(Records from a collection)
** start **

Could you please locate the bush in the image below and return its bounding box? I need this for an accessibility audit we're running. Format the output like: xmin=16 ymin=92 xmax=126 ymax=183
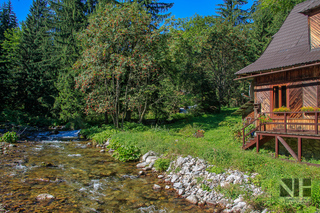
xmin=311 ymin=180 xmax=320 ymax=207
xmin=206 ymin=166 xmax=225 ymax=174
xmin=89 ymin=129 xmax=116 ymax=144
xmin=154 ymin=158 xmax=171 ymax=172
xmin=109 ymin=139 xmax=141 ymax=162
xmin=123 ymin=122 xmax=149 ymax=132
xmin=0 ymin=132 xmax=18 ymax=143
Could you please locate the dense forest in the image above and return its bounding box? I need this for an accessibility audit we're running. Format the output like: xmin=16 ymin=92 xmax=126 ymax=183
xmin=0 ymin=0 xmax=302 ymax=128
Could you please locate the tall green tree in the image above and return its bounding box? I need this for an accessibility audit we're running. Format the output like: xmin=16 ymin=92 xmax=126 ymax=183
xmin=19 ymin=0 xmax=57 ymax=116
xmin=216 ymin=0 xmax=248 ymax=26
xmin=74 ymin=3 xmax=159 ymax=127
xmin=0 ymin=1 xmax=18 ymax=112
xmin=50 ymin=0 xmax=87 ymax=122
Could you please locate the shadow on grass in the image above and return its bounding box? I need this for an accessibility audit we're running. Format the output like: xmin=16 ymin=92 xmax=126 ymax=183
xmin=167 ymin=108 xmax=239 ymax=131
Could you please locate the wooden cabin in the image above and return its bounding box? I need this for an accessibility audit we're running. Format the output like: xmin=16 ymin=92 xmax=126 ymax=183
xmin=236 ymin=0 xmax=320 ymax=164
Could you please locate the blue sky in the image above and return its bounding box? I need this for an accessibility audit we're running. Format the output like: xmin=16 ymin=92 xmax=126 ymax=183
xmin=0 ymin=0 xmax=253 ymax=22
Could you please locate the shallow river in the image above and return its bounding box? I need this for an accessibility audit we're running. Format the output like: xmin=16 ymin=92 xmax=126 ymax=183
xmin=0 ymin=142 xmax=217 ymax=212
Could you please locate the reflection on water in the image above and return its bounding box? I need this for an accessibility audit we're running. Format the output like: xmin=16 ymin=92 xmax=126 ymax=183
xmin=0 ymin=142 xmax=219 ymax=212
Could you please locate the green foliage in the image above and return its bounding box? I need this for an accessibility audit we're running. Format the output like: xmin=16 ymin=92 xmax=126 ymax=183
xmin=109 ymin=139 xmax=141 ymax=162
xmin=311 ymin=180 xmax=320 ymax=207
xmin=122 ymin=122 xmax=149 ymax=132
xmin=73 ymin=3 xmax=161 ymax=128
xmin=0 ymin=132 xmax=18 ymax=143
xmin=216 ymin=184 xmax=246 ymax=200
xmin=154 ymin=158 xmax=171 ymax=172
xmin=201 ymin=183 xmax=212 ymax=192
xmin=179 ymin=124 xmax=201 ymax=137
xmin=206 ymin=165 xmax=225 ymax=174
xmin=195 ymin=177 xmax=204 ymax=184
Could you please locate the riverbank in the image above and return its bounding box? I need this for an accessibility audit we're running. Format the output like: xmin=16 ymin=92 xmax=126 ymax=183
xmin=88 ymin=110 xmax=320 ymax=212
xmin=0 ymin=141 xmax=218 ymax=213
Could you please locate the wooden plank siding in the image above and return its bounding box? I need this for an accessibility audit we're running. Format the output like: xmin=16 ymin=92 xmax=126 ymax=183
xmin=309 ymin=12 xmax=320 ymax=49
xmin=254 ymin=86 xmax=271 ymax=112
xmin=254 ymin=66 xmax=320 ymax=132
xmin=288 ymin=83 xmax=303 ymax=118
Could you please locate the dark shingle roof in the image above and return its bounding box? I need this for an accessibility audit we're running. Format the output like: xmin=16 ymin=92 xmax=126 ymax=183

** end **
** start **

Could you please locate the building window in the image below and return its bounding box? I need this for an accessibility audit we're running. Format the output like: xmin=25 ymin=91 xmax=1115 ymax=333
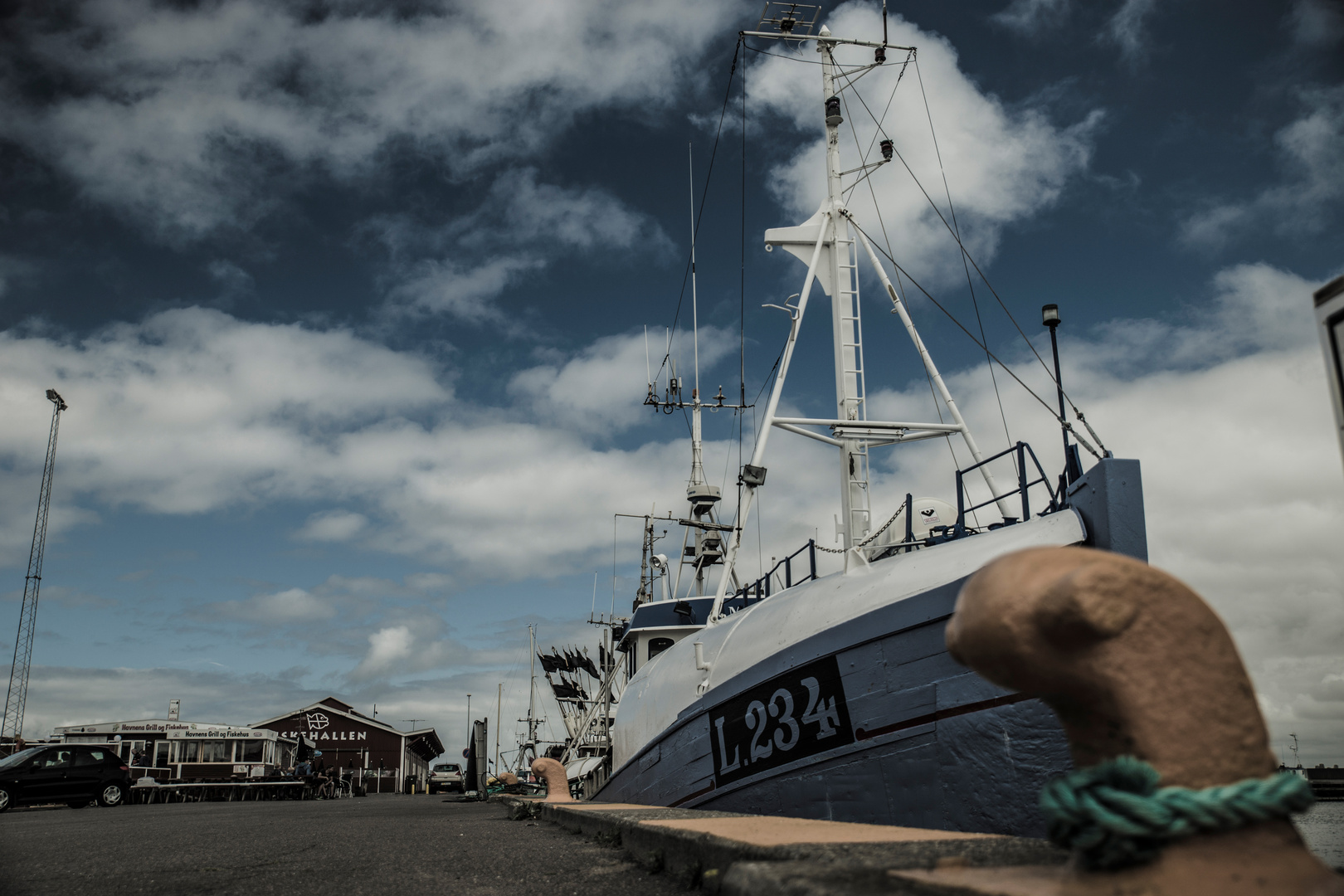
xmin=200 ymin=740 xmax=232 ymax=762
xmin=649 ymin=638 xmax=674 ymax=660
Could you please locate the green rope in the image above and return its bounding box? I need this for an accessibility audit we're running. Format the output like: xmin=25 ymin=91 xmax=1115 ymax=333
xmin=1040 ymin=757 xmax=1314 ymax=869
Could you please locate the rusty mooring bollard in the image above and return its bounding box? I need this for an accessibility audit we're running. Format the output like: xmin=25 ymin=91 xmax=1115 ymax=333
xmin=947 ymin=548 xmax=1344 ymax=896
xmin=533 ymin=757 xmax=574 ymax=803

** end **
** start **

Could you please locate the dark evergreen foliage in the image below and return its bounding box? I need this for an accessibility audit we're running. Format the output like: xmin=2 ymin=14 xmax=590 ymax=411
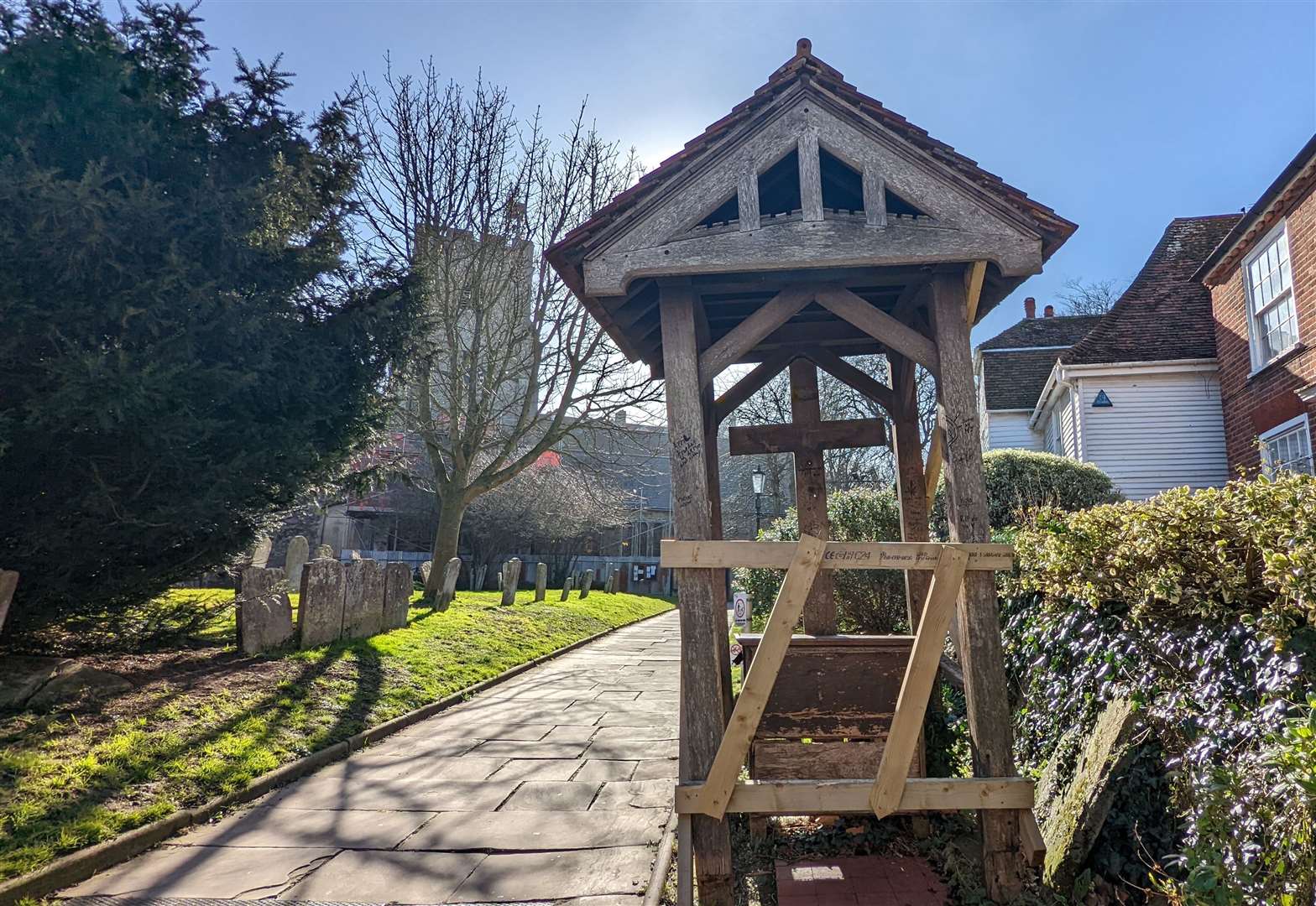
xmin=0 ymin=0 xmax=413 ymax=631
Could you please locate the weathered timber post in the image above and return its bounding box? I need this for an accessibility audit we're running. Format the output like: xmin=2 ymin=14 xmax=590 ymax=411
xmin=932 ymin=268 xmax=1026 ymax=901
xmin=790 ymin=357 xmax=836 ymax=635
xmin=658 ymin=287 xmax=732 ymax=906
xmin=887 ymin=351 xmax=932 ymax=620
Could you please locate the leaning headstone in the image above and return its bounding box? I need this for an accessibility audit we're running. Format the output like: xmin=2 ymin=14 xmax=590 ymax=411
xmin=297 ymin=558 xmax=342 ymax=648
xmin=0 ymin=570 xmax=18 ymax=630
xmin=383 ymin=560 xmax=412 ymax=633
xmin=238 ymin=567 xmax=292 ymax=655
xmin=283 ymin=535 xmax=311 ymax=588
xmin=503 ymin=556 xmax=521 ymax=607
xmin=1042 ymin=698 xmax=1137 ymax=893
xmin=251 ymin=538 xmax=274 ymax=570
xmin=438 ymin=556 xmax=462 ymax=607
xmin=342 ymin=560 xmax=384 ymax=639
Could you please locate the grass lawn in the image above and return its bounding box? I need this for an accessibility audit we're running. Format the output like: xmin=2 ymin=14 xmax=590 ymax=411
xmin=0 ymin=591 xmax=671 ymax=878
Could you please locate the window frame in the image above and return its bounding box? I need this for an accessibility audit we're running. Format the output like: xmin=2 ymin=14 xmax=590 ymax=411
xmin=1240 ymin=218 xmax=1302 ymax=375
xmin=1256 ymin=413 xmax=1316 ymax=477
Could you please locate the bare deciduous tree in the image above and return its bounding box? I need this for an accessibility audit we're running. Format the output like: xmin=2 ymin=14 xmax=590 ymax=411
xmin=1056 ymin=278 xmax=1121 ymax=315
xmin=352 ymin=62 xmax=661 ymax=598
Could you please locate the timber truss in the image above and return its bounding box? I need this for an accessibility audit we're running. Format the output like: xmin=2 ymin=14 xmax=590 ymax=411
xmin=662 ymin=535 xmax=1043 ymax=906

** end **

EXERCISE:
Count the lines in the data above that contain the word "wooden", and give only that number.

EXERCISE SOLUTION:
2